***** INFORMATION PROVIDED *****
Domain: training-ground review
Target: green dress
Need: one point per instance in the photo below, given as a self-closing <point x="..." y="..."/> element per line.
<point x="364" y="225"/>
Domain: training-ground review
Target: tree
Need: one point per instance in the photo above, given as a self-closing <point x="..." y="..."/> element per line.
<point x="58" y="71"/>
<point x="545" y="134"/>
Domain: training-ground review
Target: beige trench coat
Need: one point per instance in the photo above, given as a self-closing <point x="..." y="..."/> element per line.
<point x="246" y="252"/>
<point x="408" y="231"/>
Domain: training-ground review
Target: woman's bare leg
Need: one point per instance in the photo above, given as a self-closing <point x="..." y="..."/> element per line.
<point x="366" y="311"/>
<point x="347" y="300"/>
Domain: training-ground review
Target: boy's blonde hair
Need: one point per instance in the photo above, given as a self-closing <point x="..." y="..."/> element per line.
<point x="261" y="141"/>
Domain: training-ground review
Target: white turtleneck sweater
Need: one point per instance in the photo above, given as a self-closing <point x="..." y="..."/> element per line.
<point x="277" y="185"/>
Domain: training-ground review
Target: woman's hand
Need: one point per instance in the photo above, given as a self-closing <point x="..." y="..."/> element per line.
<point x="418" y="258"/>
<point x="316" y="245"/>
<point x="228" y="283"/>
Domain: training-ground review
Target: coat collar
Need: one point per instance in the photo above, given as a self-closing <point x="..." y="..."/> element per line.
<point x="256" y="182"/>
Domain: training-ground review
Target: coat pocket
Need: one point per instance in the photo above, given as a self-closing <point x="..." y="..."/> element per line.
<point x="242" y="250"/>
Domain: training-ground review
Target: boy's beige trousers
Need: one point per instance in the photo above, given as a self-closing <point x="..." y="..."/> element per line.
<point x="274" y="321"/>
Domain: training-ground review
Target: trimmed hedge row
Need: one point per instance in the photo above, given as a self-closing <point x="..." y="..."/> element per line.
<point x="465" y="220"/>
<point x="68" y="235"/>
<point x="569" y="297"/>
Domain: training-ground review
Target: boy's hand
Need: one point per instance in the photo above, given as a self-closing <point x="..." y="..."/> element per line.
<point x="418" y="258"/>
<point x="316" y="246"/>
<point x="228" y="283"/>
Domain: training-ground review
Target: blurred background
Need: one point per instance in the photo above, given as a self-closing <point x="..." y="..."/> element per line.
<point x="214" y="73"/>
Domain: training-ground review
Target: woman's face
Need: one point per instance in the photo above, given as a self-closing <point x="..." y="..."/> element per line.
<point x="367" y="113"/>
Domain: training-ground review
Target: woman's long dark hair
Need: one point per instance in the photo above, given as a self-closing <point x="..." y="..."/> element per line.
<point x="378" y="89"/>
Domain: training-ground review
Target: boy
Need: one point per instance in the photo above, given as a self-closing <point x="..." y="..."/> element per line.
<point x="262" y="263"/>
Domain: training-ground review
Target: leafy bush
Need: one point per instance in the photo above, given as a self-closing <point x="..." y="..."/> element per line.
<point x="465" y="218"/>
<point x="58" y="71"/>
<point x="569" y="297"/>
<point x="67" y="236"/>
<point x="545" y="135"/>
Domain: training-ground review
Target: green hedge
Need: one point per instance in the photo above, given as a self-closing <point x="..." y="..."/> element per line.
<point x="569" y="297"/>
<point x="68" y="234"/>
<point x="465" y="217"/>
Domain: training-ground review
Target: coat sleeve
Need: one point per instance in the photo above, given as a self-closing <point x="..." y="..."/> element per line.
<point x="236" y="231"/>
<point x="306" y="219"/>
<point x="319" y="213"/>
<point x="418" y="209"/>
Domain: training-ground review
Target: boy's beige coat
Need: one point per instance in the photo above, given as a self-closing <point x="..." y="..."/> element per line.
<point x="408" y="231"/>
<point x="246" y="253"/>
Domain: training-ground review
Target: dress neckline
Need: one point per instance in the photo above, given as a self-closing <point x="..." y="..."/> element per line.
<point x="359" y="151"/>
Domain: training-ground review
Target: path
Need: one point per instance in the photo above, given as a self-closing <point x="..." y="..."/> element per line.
*****
ABOUT THIS TASK – A full, exact copy of the entries is required. Return it.

REPLY –
Domain: training-ground review
Target: green dress
Need: one point per instance in the photo below, given as a self-closing <point x="..." y="..."/> element per line.
<point x="364" y="225"/>
Domain: training-ground review
Target: tree
Need: one point per instance in the photo above, given as a self-closing <point x="..." y="..."/> element per line.
<point x="58" y="71"/>
<point x="545" y="134"/>
Domain: training-ground review
Target: beige trench coat
Need: one point per instance in the photo above, given as a self-closing <point x="..." y="..."/> element per line.
<point x="246" y="252"/>
<point x="408" y="231"/>
Domain: training-ground review
Target: woman's bare leg
Need: one point per instance in the photo above, given as a self-closing <point x="..." y="..."/> element per line.
<point x="366" y="311"/>
<point x="347" y="300"/>
Domain: training-ground review
Target: boy's blonde hair
Need: one point per instance in the photo above, given as a self-closing <point x="..." y="..."/> element per line.
<point x="261" y="141"/>
Domain: training-ground review
Target: white turtleneck sweater
Need: one point per instance in the photo above, given as a self-closing <point x="..." y="..."/> element per line.
<point x="277" y="185"/>
Domain: training-ground review
Target: woman's hand
Need: one point per instance in the photo above, given as a self-closing <point x="..." y="..."/> element per line.
<point x="418" y="258"/>
<point x="316" y="245"/>
<point x="228" y="283"/>
Domain: training-ground review
Target: coat collar
Need: one point per instance in the photo above, given as a self-closing <point x="..." y="..."/> element per line.
<point x="256" y="182"/>
Domain: training-ground review
Target: coat pocket
Need: one point per instance in the photo above, given as a self-closing <point x="..." y="..."/> element per line.
<point x="242" y="250"/>
Domain: training-ground review
Target: boy's beige trousers
Need: one point per instance in the photo above, given as a self-closing <point x="..." y="..."/> element per line.
<point x="274" y="321"/>
Domain: training-ground review
Target: trimmed hedge row
Need: one point per instance in the photo above, given as a self-closing <point x="..." y="..."/> element per line.
<point x="465" y="220"/>
<point x="68" y="235"/>
<point x="569" y="297"/>
Domain: training-ground review
Target: boy's hand
Need: one point per instance in the photo above, given as a self-closing <point x="..." y="..."/> element per line.
<point x="418" y="258"/>
<point x="316" y="246"/>
<point x="228" y="283"/>
Domain: training-ground review
Target: blurred background
Need: one point per instance in the photo above, given as a self-closing <point x="..." y="..."/> element per line.
<point x="214" y="73"/>
Domain: training-ground review
Target: woman's face
Need: one point per instance in the photo above, given as a self-closing <point x="..." y="..."/> element per line.
<point x="367" y="113"/>
Domain: training-ground review
Target: woman's long dark hair
Need: one point per instance in the photo above, given as a self-closing <point x="..." y="..."/> element per line.
<point x="378" y="89"/>
Domain: training-ground review
Target: boy
Need: one point per instance in the photo above, given as a self-closing <point x="..." y="..."/> element per line.
<point x="262" y="263"/>
Domain: training-ground review
Target: leafy bush
Need: one point per instance in the photo above, given as a self-closing <point x="..." y="..."/> element per line.
<point x="465" y="218"/>
<point x="58" y="71"/>
<point x="569" y="297"/>
<point x="67" y="236"/>
<point x="545" y="135"/>
Domain: training-ground review
Target: green hedge
Need: one point per instance in the photo above, given as a self-closing <point x="..." y="..."/> element per line.
<point x="569" y="297"/>
<point x="68" y="234"/>
<point x="465" y="217"/>
Domain: training-ground review
Target: coat sleeve
Need: one point per instance in the photo above, given as a self-closing <point x="..." y="..."/> element per line.
<point x="236" y="231"/>
<point x="306" y="219"/>
<point x="319" y="213"/>
<point x="418" y="209"/>
Domain: training-ground review
Target: boy's beige coat
Need: one point per instance in the photo above, given as a self-closing <point x="..." y="..."/> element per line.
<point x="408" y="231"/>
<point x="246" y="253"/>
Domain: training-ground review
Target: dress neckline
Need: one point per instance in the photo above, given as a self-closing <point x="..." y="..."/> element per line.
<point x="359" y="151"/>
Domain: training-ground review
Target: path
Need: one point per instance in the photo above, given as a self-closing <point x="..." y="..."/> element per line.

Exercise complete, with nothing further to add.